# [CHALLENGE]
Copy word for word everything from the line containing "Locate the child's dark" down to the last line of the items, including both ends.

[Image location labeling entries]
▬▬▬

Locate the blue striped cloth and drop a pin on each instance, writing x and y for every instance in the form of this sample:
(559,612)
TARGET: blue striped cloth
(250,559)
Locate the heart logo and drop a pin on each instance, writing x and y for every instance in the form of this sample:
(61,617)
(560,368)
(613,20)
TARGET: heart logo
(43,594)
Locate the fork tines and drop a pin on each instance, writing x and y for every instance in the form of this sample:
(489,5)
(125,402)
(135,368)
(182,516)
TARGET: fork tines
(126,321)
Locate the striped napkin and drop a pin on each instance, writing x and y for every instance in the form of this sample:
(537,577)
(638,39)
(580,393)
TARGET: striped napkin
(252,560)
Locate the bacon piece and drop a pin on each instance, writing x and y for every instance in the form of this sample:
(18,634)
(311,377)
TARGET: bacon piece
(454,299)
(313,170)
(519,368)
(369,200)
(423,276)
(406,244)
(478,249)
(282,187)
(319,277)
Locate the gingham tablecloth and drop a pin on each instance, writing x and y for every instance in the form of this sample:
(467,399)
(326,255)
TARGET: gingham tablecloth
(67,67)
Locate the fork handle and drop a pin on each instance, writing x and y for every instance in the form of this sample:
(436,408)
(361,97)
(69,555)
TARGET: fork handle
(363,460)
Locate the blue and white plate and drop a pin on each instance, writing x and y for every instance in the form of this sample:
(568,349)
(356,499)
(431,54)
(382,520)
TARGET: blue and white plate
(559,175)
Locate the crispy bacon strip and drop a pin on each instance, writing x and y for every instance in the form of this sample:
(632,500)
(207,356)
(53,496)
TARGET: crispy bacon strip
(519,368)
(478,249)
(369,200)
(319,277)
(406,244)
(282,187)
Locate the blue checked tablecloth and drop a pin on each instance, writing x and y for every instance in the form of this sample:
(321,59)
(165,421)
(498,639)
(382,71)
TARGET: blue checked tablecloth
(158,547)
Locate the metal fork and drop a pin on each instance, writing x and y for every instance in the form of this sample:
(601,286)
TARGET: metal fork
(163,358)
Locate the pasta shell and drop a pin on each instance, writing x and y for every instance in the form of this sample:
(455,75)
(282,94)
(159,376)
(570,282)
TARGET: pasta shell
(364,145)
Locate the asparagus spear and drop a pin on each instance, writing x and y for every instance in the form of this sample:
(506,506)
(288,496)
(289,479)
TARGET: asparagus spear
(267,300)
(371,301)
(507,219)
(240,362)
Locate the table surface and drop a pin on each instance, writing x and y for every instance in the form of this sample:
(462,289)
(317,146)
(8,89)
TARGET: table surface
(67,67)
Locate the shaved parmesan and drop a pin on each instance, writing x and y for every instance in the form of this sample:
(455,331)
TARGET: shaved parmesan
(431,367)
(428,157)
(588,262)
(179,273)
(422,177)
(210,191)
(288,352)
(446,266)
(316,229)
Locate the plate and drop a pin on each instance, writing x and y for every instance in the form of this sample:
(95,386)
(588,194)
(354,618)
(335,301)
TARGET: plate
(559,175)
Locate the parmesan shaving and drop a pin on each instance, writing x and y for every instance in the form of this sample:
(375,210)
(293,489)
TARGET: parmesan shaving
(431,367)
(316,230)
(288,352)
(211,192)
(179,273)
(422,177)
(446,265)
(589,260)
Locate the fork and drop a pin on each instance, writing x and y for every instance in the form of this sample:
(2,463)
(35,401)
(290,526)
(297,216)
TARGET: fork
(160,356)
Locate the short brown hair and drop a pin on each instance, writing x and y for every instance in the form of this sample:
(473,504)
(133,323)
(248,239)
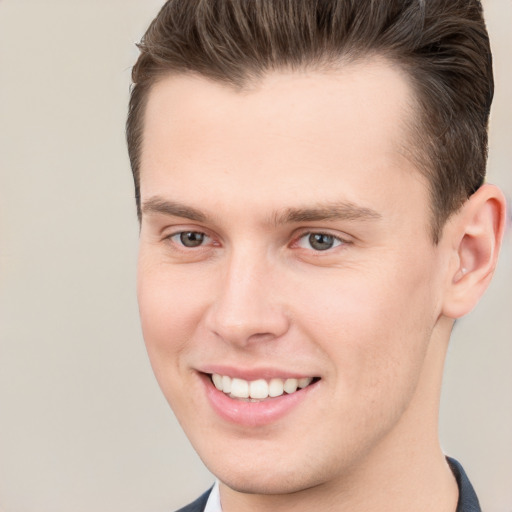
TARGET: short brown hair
(442,45)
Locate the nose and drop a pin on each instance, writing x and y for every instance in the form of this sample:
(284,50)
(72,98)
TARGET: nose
(247,307)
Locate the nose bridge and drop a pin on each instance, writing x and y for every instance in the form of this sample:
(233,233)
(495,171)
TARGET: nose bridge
(246,307)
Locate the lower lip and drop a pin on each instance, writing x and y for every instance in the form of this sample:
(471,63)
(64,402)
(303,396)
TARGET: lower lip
(253,414)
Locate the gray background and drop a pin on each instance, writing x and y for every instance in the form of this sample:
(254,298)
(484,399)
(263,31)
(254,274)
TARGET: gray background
(83,425)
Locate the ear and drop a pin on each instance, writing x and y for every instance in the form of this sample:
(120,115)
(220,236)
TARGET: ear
(475,234)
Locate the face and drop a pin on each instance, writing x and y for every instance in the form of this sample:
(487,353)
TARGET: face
(288,286)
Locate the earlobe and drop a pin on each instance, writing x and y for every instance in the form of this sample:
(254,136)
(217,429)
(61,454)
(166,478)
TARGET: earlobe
(477,233)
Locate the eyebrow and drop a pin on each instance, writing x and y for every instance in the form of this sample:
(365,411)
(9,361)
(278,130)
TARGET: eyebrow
(173,209)
(342,210)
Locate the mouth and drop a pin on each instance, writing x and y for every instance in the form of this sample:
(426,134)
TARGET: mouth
(260,389)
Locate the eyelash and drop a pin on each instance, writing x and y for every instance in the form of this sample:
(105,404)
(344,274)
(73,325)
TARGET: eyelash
(177,238)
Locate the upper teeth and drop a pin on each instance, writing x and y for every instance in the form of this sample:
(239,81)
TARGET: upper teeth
(258,389)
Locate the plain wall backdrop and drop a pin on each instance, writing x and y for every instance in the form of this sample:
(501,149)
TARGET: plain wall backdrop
(83,425)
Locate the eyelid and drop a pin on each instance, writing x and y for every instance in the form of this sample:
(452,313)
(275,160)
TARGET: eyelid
(169,234)
(343,240)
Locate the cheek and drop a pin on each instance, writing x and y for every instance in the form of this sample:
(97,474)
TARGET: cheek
(171,306)
(374,326)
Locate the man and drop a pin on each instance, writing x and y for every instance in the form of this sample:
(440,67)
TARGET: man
(310,185)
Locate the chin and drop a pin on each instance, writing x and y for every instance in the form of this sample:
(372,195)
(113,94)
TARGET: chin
(268,479)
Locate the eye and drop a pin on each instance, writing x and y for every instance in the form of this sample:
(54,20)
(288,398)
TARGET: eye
(189,239)
(319,241)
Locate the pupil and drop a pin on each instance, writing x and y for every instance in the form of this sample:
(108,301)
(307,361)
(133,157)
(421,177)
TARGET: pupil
(320,241)
(191,238)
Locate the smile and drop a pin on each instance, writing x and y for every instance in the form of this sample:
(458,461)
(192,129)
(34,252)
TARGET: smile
(259,389)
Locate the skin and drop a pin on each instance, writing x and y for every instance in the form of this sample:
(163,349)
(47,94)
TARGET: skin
(257,171)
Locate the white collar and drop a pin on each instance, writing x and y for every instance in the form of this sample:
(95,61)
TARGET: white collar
(213,503)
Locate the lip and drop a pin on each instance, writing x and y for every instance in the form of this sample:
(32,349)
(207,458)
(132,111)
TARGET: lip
(252,373)
(253,414)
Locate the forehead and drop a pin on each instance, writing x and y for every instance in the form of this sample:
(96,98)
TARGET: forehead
(298,131)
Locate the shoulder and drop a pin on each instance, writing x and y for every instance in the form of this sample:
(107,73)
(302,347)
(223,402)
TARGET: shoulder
(198,505)
(468,501)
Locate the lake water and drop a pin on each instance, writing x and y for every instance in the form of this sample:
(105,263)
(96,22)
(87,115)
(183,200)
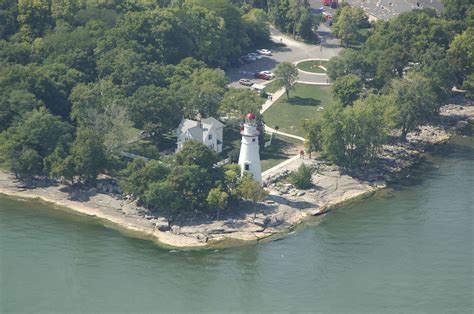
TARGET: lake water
(407,249)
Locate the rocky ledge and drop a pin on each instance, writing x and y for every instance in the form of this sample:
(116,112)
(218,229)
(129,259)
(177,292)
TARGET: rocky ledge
(284,208)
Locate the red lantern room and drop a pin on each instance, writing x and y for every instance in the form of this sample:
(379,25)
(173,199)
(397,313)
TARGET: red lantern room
(250,116)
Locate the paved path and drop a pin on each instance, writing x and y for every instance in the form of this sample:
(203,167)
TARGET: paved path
(291,163)
(293,51)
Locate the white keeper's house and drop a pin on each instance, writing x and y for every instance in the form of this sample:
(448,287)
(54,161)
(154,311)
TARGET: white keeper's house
(208,131)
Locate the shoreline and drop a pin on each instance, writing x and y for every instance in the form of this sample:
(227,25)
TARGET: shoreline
(285,208)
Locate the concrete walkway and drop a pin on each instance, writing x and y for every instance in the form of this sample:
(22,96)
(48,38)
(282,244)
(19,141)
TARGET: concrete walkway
(291,163)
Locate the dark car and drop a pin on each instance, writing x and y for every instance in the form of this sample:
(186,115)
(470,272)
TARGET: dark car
(245,82)
(263,76)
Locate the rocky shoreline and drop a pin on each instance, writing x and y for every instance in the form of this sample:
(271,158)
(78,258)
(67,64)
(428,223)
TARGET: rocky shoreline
(285,207)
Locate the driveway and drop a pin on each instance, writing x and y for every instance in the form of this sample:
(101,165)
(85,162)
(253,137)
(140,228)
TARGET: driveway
(292,51)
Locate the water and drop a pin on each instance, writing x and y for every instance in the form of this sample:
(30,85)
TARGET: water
(405,250)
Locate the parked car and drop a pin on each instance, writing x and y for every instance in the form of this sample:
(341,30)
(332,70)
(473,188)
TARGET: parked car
(263,76)
(245,82)
(268,73)
(254,55)
(264,52)
(248,59)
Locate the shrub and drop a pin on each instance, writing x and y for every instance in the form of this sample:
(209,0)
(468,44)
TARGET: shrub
(301,178)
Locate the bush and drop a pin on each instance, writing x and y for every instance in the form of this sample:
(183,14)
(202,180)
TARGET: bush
(301,178)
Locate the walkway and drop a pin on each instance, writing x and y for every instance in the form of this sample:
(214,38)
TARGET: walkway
(291,163)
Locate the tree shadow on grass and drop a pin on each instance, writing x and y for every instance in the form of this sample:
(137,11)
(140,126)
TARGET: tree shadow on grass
(304,101)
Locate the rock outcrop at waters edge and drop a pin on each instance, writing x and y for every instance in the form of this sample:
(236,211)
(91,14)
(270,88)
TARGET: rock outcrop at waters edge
(284,208)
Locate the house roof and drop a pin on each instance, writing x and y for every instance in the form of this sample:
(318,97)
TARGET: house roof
(187,124)
(195,132)
(213,122)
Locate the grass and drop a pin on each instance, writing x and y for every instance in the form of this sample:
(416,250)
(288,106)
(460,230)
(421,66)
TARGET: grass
(271,87)
(304,103)
(312,66)
(281,149)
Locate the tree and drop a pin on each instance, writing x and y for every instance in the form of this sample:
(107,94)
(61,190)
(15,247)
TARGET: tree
(88,155)
(192,184)
(251,190)
(34,17)
(305,26)
(196,153)
(286,75)
(140,174)
(351,136)
(313,141)
(202,92)
(415,102)
(217,200)
(37,131)
(163,195)
(301,178)
(461,52)
(8,16)
(237,102)
(347,89)
(14,104)
(348,22)
(349,61)
(256,26)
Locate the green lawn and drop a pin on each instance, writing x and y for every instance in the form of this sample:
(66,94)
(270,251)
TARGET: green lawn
(271,87)
(312,66)
(304,103)
(281,149)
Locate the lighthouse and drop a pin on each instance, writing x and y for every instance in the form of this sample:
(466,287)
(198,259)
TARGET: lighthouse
(249,157)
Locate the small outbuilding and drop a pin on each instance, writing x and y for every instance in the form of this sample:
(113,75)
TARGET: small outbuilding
(209,131)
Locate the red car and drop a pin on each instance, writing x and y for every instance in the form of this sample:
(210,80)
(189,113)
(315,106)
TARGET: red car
(263,76)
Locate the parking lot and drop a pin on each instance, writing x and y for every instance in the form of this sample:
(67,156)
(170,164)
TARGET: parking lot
(291,51)
(385,9)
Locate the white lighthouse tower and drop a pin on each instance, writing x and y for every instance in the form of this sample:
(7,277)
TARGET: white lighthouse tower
(249,157)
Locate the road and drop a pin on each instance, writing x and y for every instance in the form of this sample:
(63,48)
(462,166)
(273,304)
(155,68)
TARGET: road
(292,51)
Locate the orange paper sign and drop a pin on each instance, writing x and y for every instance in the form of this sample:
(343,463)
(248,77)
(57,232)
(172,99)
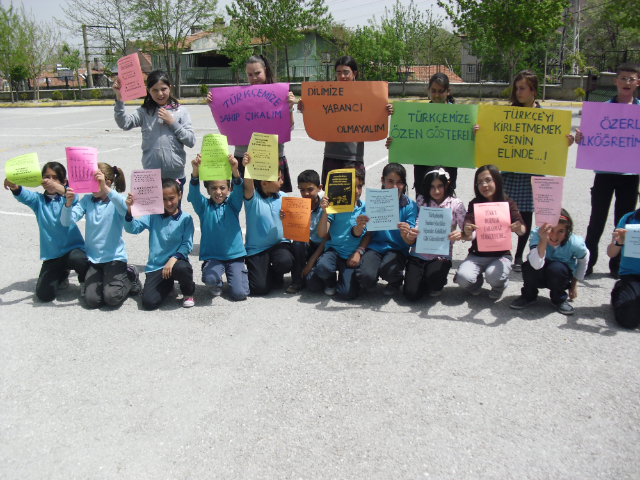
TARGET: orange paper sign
(494,226)
(296,223)
(345,111)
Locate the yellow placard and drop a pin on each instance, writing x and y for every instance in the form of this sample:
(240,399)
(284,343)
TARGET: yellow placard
(340,188)
(524,140)
(24,170)
(263,150)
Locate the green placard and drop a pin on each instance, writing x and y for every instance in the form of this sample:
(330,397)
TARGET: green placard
(433,134)
(214,154)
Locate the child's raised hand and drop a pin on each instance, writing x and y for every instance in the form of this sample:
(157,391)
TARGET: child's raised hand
(9,186)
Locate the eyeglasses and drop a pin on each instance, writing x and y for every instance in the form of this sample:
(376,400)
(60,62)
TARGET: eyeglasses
(487,182)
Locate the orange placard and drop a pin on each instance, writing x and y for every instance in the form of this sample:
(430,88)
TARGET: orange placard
(346,111)
(296,224)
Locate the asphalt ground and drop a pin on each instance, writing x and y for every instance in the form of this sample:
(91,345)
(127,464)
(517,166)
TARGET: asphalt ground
(302,386)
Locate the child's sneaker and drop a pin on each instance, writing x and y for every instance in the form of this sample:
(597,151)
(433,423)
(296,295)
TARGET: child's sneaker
(136,284)
(188,302)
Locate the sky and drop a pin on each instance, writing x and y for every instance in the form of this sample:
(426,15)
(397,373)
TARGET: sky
(350,12)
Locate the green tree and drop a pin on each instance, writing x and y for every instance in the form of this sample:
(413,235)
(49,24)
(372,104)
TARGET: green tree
(237,46)
(510,25)
(167,23)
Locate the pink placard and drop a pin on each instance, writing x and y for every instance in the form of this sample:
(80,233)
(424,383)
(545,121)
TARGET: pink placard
(82,164)
(146,189)
(131,80)
(611,138)
(241,111)
(494,226)
(547,199)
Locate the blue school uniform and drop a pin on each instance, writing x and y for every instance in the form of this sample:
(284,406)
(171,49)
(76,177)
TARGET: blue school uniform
(220,225)
(383,241)
(169,236)
(341,231)
(104,224)
(264,227)
(629,265)
(56,239)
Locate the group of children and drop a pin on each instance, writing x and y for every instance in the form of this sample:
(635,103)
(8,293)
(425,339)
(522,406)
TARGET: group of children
(342,257)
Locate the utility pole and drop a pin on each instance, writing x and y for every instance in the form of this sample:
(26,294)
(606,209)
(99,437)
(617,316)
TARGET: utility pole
(87,61)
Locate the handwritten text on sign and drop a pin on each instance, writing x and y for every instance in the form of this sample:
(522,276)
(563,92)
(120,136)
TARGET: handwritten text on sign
(24,170)
(547,199)
(383,209)
(345,111)
(296,224)
(82,164)
(610,130)
(146,189)
(494,226)
(524,140)
(434,225)
(443,130)
(241,111)
(130,76)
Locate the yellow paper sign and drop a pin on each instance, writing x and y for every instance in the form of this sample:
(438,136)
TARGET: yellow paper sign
(524,140)
(215,158)
(24,170)
(341,190)
(263,150)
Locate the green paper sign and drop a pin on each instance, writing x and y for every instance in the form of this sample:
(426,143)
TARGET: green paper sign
(24,170)
(215,158)
(433,134)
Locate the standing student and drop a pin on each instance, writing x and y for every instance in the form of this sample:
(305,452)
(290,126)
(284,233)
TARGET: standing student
(625,296)
(221,249)
(517,186)
(496,266)
(259,72)
(61,247)
(427,273)
(557,259)
(606,184)
(339,155)
(387,252)
(165,124)
(343,249)
(170,242)
(109,280)
(306,254)
(269,254)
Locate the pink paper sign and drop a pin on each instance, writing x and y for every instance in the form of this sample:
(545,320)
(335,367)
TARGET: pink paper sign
(146,189)
(241,111)
(547,199)
(131,80)
(82,164)
(494,226)
(611,138)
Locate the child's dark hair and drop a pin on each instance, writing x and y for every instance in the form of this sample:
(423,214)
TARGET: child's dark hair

▬▬▬

# [EXERCISE OUTPUT]
Locate the child's dark hair and drop a pin on each instance, writing x and y for every instance in the form of this sample:
(423,214)
TARGET: child's dark hair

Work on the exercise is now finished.